--- Data Enclosed Below ---
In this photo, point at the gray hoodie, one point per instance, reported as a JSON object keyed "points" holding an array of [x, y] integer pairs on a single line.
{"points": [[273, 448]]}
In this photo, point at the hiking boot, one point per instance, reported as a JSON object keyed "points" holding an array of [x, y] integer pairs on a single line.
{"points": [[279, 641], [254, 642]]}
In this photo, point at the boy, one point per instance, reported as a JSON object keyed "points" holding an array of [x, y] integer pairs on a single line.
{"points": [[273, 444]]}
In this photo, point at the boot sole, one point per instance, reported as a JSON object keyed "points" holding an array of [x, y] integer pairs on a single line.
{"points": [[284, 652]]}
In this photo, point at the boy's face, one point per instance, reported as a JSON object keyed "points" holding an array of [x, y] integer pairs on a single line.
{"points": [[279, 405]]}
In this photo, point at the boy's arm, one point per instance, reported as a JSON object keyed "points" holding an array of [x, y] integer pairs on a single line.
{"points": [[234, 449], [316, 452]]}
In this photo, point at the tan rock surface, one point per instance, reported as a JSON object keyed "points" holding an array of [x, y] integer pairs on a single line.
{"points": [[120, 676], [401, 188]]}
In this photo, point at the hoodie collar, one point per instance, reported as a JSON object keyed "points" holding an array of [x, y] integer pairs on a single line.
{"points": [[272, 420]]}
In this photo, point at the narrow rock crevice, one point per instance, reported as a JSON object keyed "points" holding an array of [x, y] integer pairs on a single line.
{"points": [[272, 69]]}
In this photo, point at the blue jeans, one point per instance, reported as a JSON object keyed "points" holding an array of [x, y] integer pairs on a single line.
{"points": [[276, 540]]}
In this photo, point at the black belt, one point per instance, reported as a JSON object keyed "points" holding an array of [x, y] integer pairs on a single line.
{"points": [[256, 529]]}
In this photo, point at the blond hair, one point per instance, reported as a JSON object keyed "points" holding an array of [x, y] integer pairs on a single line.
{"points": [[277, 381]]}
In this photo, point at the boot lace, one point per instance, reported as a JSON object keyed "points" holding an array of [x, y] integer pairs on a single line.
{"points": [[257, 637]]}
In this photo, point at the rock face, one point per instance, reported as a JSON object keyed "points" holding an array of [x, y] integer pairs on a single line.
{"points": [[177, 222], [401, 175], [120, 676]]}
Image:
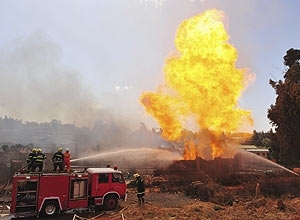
--- End of Enclosed Data ---
* [What to do] Should there be pictures in the data, leave them out and return the rest exactly.

* [Response area]
In this photo, point at the gray hoodie, one point per instance, reported as a JSON object keyed "points" holding an array of [x, y] integer pairs on a single line.
{"points": [[273, 448]]}
In this photo, point at the hiking boot, one point per instance, reported as a JSON object keyed "points" holding an array of [x, y] integer pairs on a single line.
{"points": [[279, 641], [254, 642]]}
In this photo, point at the boy, one point per instance, reported as a JSON object keyed "points" holding an array of [x, y] integer pairs on a single line.
{"points": [[273, 444]]}
In this photo, point at the boot sole, one point per instance, reported as a JSON object keyed "points" holding an array of [x, y] integer pairs on a single line.
{"points": [[284, 652]]}
In this photo, point at the boy's face, one point per instance, reported as a JSON object keyed "points" holding an array of [x, y] integer pairs on a single line.
{"points": [[279, 405]]}
In this photo, point at the boy's arm, one point per instance, reported as a JSON object keyed "points" holding an array of [x, y] integer pairs on a single line.
{"points": [[234, 449], [316, 452]]}
In this photo, point at the tan rock surface, one point per instance, reported as a JSON object keyed "points" holding an array of [x, y] integer pairs on a single line.
{"points": [[120, 676], [401, 188]]}
In this photo, point at the hoodie collar, one point per instance, reported as a JSON object keyed "points" holding an array of [x, y] integer pairs on a single line.
{"points": [[272, 420]]}
In this photo, point at the narrow rock crevice, one point per instance, reported as a JSON object keyed "points" holding an array of [x, y] integer pairs on a single line.
{"points": [[272, 69]]}
In this photo, point at the blue jeans, one point per instance, reported as a JSON object keyed "points" holding an array of [x, y] integer pairs on a single line.
{"points": [[276, 540]]}
In this photo, point at the black belt, one point per instance, reported as a JSON object keyed "points" holding an array of [x, y] integer pairs on a single line.
{"points": [[256, 529]]}
In this photo, point at the blond hair, one point per instance, reported as a JSON object keyed "points" holding an array of [x, y] integer pairs on a single line.
{"points": [[277, 381]]}
In this photo, point at the boot lace, one point per instance, reported as a JSON object keyed "points" holding an array of [x, y] integer pairs on a single line.
{"points": [[257, 637]]}
In this photo, point at the rock face, one point per instance, reported as a JSON object keyed "points" holding an array of [x, y] integer pairs on a single line.
{"points": [[177, 222], [401, 175], [120, 676]]}
Image:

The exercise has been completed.